Type every record exactly as it appears.
# START OF Entries supplied
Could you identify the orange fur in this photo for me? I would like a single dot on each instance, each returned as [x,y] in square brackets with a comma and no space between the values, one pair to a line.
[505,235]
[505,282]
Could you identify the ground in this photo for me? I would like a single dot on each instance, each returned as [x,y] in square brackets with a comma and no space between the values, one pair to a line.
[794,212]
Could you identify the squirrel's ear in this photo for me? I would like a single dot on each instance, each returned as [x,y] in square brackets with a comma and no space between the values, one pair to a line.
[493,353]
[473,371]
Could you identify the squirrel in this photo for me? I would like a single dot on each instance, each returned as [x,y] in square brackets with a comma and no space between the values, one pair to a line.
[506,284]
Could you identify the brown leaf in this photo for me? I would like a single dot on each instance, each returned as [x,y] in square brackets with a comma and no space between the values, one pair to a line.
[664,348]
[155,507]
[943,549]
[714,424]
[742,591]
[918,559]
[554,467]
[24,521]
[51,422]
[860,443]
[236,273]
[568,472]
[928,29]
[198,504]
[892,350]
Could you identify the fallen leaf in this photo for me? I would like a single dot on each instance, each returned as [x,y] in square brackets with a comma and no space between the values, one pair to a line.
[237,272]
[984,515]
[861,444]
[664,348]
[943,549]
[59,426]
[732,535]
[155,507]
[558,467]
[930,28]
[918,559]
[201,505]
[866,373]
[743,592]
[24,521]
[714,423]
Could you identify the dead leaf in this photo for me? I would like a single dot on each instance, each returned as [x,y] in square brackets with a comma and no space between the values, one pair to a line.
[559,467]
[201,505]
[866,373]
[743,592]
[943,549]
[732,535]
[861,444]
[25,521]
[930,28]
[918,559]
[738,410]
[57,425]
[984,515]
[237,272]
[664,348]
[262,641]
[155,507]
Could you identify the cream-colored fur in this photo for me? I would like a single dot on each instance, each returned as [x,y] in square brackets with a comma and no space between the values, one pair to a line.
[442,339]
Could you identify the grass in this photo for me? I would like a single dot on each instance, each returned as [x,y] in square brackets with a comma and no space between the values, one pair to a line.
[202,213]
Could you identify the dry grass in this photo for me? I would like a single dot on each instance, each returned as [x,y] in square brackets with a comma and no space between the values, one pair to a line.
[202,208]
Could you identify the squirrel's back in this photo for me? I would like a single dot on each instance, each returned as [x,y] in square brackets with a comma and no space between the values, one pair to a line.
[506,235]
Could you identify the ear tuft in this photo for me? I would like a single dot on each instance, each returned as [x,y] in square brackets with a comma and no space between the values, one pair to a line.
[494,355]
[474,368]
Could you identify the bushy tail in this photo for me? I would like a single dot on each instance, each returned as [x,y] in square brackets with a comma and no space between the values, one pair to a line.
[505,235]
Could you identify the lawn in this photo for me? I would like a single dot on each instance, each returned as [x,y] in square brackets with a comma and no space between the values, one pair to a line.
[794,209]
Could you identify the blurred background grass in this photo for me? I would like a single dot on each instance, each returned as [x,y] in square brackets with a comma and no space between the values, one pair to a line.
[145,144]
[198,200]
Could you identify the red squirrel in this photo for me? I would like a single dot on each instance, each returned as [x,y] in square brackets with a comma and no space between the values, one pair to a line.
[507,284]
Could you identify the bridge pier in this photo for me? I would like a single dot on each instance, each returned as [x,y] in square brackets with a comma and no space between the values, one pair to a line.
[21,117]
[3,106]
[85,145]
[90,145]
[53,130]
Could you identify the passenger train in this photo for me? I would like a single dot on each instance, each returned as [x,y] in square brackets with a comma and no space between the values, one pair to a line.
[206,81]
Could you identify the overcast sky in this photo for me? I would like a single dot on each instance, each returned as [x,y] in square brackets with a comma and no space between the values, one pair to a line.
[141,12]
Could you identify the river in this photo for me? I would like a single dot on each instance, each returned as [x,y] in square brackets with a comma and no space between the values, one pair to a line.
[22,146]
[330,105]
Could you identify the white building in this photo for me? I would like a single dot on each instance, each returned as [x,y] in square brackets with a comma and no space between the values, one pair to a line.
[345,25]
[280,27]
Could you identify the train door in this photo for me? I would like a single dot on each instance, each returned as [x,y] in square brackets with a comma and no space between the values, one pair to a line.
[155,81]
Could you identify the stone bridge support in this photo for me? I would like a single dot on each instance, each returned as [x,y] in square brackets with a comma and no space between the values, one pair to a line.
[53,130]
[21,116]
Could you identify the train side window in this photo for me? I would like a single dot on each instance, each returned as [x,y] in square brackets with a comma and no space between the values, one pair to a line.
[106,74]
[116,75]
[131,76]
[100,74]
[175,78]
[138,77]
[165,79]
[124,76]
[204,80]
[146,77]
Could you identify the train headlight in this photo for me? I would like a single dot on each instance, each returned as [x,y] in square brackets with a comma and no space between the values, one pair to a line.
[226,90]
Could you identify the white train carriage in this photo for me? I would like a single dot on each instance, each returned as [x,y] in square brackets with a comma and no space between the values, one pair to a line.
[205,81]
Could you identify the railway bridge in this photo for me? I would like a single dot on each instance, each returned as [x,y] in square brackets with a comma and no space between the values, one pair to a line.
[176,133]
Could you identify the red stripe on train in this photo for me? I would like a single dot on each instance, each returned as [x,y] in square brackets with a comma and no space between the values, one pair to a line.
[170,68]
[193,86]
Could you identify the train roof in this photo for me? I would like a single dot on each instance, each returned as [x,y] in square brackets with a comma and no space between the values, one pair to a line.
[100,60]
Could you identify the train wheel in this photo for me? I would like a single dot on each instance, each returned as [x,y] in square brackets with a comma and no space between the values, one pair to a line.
# END OF Entries supplied
**Exercise output:**
Could you identify the orange fur in this photo for me? I would like a single dot on each instance, each returned as [x,y] in square brackets with a comma and no space between the values, one pair to a line.
[505,235]
[505,282]
Could you identify the ground in this photo for me? I would like a single dot on each instance, each returned as [x,y] in square brackets with a comma and no space between the values, one pair to a line.
[794,212]
Could you identify the squirrel's ear in this photo for me? I would like a single dot on each instance, each returned as [x,y] in square brackets with a comma and no space between the values, one pair to a line.
[493,353]
[473,371]
Could you identify the squirrel in this photo for me? I would like a single dot on each instance, each returned as [x,y] in square brackets with a comma and no space between the values, one pair to a line.
[506,284]
Could you identify the brown leaf in this photo for me? I would like a single dot on each instance, each returned as [x,y] in square brackets with a comma and no space between the values, one pair to a line.
[664,348]
[155,507]
[943,549]
[714,424]
[742,591]
[918,559]
[554,467]
[24,521]
[51,422]
[860,443]
[236,273]
[568,472]
[928,29]
[198,504]
[892,350]
Could you identify the fallen leaf in this photo for me? I would like a single dot on each instance, each returned as [x,y] in square brackets with a comma and no space between the values, one pair to a line.
[237,272]
[984,515]
[861,444]
[664,348]
[943,549]
[59,426]
[732,535]
[155,507]
[558,467]
[930,28]
[918,559]
[201,505]
[866,373]
[743,592]
[24,521]
[714,423]
Could you identify the dead leaf in this photo for me? I would like a single dot on each instance, each returned as [x,y] in square brackets with a comma and no space between the values, one pair to a line.
[559,467]
[201,505]
[866,373]
[743,592]
[943,549]
[732,535]
[861,444]
[25,521]
[930,28]
[918,559]
[738,410]
[57,425]
[984,515]
[237,272]
[664,348]
[262,641]
[155,507]
Could you identify the cream-colored fur in this photo for me? I would like a single dot on each instance, each returned as [x,y] in square brackets with a comma and no space between the values, one pair to a line.
[442,339]
Could you identify the grass in this photo for me? I would like a single dot on each instance, each returned as [x,y] in square brackets with a comma and no space between the values, one pair to a line.
[202,213]
Could you identify the dry grass in this photo for me? I would like a single dot on each instance, each returned as [x,y] in square brackets with a comma and no space between the values, one pair to a line.
[202,208]
Could you identify the squirrel's back in this photo for me? I would like a single dot on each instance, each returned as [x,y] in square brackets with a comma and no space between the values, one pair to a line.
[506,235]
Could you identify the ear tuft in this photo for me? I would like a single dot on each instance, each returned as [x,y] in square brackets with a comma and no space between the values, one pair to a line.
[494,355]
[474,368]
Could you identify the bushy tail in this photo for me? I would like a single dot on each instance, each returned as [x,y] in square brackets with a comma and no space between the values, one pair to a line.
[505,235]
Could you identify the lawn in this photo for me? I would like a single dot on each instance, each returned as [x,y] in square brackets with a comma and no space between the values, one pair to a line.
[794,209]
Could you identify the blurred background grass in this photo for me? I would like a single dot on each instance, each returned as [x,y] in square brackets with a comma and no space between the values, one pair to a line.
[145,144]
[198,200]
Could you identify the red squirrel in this photo for me? I would like a single dot on each instance, each returned as [x,y] in square brackets with a comma and no space between the values, one pair to a line.
[507,284]
Could you identify the bridge pier in this photo for me? I would like a single dot on each instance, each returned as [x,y] in square brackets with a comma and no space between the values, one pair to a line.
[21,117]
[3,106]
[85,145]
[90,145]
[53,130]
Could you identify the passenger train in this photo for me? I would like a single dot on each instance, each returned as [x,y] in square brackets with a comma and no space between the values, one pair to a line.
[206,81]
Could you identify the overcast sky in this photo for me? I would like a single dot on each instance, each returned as [x,y] in square brackets with a comma and no space between the values, one pair to a line.
[141,12]
Could you identify the river in this photo for me? I would like a single dot on each instance, each returned as [x,y] in square brackets with a comma and no space between the values, one pair to a line.
[22,146]
[330,105]
Could you identify the white building in this photo for me? I would like a single dot on each instance, each returned as [x,y] in square brackets with a comma and no space between the values, one pair to a line.
[345,25]
[280,27]
Could you identify the train door in this photo for me? I would like a single dot on each instance, each returned as [x,y] in square brackets with a comma and no space between the values, one pair to a line.
[155,81]
Could you identify the stone bridge support in this photo for me? I would like a single dot on each instance, each returned as [x,y] in square brackets with a comma and no space between the values, one pair to a line.
[53,130]
[21,116]
Could you identify the train side window in this photo for me? I would like a single dot on each instance, each returned as [x,y] in square brackets with a comma and no space between the values, one pair to a line.
[106,74]
[116,75]
[131,76]
[100,74]
[175,78]
[138,77]
[165,79]
[124,76]
[204,80]
[146,77]
Could you identify the train headlight in this photo for me? I would like a single dot on each instance, each returned as [x,y] in square brackets with a comma and no space between the values, one pair to a line.
[226,90]
Could you identify the white train carriage in this photo for me? I would like a single dot on each instance, each returned as [x,y] in square brackets with a comma and no space between the values, one pair to a line.
[205,81]
Could you identify the railway bridge in this photo for me? I would like a single dot on each instance, each returned as [x,y] in square brackets with a comma and no space between the values, one pair to a line.
[176,133]
Could you identify the red stripe on train in this photo for me? I would like a single dot on each instance, each returned as [x,y] in square brackets with a comma and no space between the values, one pair to a line.
[170,68]
[193,86]
Could you identify the train roof in this photo for me? I would like a single dot on each instance, each returned as [x,y] in square brackets with a comma and no space between the values, one pair to a line.
[100,60]
Could you identify the train wheel in this photo for me? I would like a single dot on each instance, each returned as [x,y] in square brackets with a comma and no space between the values, one pair to a line.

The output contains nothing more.